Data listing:
────────

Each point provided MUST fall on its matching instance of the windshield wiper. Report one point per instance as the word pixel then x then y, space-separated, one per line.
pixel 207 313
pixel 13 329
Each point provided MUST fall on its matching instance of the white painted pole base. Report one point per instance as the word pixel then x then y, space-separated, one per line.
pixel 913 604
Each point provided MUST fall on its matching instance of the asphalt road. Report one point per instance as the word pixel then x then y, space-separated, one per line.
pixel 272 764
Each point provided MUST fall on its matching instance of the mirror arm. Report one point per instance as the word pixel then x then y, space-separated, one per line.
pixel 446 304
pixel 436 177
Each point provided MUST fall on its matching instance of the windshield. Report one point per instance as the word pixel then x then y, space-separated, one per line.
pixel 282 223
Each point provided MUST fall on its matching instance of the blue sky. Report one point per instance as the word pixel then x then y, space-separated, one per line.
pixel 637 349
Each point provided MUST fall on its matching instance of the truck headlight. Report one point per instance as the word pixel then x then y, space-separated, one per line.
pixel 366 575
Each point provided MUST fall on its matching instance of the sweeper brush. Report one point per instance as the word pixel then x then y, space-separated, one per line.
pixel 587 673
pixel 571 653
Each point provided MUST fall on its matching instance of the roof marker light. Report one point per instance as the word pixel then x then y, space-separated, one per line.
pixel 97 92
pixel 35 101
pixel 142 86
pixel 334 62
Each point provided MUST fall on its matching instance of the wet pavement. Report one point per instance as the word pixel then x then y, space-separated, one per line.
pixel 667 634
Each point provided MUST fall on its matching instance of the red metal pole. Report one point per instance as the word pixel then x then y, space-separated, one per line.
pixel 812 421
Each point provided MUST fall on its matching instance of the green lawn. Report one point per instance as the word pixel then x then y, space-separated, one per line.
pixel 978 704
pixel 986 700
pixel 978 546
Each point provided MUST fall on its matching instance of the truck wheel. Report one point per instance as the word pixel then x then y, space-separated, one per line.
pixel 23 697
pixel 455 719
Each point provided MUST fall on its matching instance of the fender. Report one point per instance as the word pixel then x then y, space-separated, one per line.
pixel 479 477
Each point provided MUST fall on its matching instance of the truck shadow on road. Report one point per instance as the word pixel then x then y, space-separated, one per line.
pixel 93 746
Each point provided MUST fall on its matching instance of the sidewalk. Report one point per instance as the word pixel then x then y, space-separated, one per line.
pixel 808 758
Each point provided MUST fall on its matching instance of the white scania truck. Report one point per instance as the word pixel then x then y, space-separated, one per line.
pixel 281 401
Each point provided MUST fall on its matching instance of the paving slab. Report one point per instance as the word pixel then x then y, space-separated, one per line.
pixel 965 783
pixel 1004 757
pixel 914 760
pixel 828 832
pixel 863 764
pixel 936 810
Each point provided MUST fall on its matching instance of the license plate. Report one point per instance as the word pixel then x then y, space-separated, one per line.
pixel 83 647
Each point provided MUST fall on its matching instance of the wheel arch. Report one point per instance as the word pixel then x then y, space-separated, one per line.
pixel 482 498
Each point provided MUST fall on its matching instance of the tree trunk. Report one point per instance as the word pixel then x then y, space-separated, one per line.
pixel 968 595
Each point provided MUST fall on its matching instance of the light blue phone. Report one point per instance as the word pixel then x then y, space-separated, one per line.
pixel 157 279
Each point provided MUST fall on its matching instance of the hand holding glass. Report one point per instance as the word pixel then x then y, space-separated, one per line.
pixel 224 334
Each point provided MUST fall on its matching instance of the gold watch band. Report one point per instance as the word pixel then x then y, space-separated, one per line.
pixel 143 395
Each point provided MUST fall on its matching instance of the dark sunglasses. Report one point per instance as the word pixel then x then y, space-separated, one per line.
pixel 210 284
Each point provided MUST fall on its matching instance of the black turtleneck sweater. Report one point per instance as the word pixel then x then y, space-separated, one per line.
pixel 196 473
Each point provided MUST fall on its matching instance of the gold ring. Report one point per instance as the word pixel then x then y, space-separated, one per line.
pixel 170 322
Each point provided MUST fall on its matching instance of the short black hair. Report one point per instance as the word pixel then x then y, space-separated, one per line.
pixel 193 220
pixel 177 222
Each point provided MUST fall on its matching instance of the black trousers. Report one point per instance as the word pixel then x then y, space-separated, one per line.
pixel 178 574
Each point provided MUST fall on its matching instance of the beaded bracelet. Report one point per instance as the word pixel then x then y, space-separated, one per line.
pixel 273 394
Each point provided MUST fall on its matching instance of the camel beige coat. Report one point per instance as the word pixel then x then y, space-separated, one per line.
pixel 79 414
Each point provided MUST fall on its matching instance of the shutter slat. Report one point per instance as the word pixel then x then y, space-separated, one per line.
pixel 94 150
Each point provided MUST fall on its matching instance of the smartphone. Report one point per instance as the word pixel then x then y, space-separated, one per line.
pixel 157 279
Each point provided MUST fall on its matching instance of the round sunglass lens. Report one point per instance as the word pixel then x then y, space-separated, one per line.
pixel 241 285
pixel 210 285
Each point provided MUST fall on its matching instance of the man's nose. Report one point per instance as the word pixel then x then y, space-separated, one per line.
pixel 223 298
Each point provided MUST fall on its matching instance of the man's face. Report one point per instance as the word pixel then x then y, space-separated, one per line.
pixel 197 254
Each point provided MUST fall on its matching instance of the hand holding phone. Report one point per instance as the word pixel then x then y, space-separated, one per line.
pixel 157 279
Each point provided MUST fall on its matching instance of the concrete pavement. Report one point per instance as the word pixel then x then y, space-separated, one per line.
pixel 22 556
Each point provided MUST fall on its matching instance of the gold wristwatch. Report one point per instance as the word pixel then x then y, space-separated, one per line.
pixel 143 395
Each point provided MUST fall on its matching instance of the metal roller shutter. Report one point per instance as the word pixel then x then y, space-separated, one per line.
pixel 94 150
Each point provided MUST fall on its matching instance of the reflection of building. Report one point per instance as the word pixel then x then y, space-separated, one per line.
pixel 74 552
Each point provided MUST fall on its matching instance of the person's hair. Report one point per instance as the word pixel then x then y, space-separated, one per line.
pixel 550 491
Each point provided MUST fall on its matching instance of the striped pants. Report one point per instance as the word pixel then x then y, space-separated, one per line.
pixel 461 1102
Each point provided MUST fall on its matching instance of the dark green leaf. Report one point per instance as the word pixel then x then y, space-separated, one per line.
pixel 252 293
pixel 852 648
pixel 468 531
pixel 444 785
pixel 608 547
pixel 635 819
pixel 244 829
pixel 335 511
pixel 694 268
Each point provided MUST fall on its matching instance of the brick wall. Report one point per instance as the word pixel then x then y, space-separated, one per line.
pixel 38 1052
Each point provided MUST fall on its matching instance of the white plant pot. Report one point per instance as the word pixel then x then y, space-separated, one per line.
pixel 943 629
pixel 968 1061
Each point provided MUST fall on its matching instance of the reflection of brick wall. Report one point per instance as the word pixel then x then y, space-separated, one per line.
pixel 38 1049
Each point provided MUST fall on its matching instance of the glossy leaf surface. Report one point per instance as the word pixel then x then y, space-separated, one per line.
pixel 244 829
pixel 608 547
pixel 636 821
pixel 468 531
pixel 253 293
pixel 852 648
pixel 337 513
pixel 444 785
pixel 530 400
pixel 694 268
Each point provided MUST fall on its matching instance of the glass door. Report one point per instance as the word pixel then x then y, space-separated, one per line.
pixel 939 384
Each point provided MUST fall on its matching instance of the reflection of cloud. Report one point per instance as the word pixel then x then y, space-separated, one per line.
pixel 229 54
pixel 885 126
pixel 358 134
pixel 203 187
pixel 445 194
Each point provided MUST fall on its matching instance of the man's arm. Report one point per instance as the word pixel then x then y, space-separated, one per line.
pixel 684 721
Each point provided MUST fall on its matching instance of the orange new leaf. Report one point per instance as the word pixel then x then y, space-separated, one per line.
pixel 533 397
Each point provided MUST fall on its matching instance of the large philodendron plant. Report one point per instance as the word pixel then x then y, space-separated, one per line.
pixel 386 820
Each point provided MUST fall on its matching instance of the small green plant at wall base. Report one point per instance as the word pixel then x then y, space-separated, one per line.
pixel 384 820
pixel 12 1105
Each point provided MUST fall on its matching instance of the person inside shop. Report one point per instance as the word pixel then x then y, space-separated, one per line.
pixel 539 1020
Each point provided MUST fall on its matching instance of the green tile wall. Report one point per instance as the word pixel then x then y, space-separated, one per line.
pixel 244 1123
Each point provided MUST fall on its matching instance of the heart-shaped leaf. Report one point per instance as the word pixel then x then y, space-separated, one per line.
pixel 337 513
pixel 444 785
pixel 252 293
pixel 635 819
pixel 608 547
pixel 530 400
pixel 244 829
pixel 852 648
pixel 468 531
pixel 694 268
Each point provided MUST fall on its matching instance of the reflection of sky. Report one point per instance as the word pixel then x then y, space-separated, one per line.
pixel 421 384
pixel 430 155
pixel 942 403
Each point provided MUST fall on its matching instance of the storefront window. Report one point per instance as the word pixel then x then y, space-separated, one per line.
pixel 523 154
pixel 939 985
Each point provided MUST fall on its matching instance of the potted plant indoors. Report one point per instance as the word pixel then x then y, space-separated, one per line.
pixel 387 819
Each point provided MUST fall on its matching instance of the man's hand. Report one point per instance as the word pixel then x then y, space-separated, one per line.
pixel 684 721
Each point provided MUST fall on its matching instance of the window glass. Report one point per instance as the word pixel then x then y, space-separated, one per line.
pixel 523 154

────────

• **Written problem**: Copy the items verbatim, beginning with the first line and stopping after the line that contains "pixel 571 653".

• **Answer to the task**:
Each point provided MUST fall on its matching instance of the windshield wiper. Report one point per instance as the word pixel then x then y, space-separated, one per line.
pixel 207 313
pixel 13 329
Each point provided MUST fall on its matching instance of the white painted pole base. Report one point per instance as the word pixel then x then y, space-separated, one per line.
pixel 913 604
Each point provided MUST fall on its matching instance of the asphalt road. Report one point per instance as the word pixel then x then y, space-separated, one per line.
pixel 272 764
Each point provided MUST fall on its matching instance of the mirror arm. Report one point per instance as the word pixel then x then y, space-separated, one per line.
pixel 446 304
pixel 436 177
Each point provided MUST fall on its matching instance of the windshield. Report one point per instance as the word pixel then x then y, space-separated, one per line.
pixel 282 223
Each point provided MUST fall on its matching instance of the blue sky. Report one point per instance as the word pixel then x then y, space-separated, one per line.
pixel 637 349
Each point provided MUST fall on its matching instance of the truck headlight. Report one point per instance as the word pixel then x then y, space-separated, one per line.
pixel 366 575
Each point provided MUST fall on its matching instance of the sweeper brush. Report one point per instance as the word pixel then x then y, space-separated, one per line.
pixel 587 673
pixel 571 653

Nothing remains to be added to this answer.